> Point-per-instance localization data
▬▬▬▬▬▬
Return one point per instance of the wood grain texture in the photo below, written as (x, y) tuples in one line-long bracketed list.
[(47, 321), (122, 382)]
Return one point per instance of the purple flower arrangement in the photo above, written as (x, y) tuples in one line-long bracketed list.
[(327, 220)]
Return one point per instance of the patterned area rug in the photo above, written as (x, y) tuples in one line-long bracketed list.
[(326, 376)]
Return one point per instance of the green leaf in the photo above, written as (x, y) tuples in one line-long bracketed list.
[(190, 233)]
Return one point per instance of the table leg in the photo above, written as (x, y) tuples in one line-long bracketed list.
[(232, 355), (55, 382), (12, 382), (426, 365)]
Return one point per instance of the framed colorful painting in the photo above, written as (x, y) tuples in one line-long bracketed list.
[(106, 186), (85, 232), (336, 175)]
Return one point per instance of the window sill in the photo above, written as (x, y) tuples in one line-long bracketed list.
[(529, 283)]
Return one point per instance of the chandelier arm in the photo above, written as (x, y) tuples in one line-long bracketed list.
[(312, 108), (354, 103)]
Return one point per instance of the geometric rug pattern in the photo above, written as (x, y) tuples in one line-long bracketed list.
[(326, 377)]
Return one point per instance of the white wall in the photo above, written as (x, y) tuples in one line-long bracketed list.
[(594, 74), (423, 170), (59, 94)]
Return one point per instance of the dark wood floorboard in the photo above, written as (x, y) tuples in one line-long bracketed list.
▬▬▬▬▬▬
> WHAT IS NEEDED
From the first line to the last, return the data exactly as written.

> EXERCISE SOLUTION
Return one point per instance of the wood grain texture in the photo below, written as (x, y) tuples in one line-long bracketed list.
[(47, 321), (122, 382)]
Return one point per instance of the purple flower arrangement in the photo above, written as (x, y) tuples in one line-long bracketed list.
[(327, 220)]
Return one point per instance of the patterned area rug in the photo above, written as (x, y) tuples in one line-long bracketed list.
[(326, 376)]
Return one point per instance of the green leaf in the photo above, written as (x, y) tuples in one line-long bracketed list.
[(190, 233)]
Return one point per instance of the table leg in the photo above, written as (x, y) tuples in one line-long bracketed list.
[(232, 355), (55, 382), (12, 382), (426, 365)]
Return one point per instance of the framed colorful painting in the photo above, written as (x, y) tuples in one line-long bracketed list.
[(106, 186), (85, 232), (336, 175)]
Return one point per instance of the window sill in the photo above, written as (x, y) tuples in one line-long bracketed list.
[(529, 283)]
Return one point per instance of the chandelier arm in the photo above, written as (x, y) tuples in one line-long bracketed list.
[(312, 108), (354, 103)]
Return one point per instance of the geometric rug pattern in the photo above, written as (x, y) tuples in one line-long bracketed list.
[(326, 377)]
Return one point per instance of the white wall in the photo above, written as (x, y) tuples in one line-long bracketed list.
[(594, 74), (423, 170), (59, 94)]
Return one point per instance of the dark wood floorboard in the photo above, written as (x, y) tuples in one line-long bracketed list.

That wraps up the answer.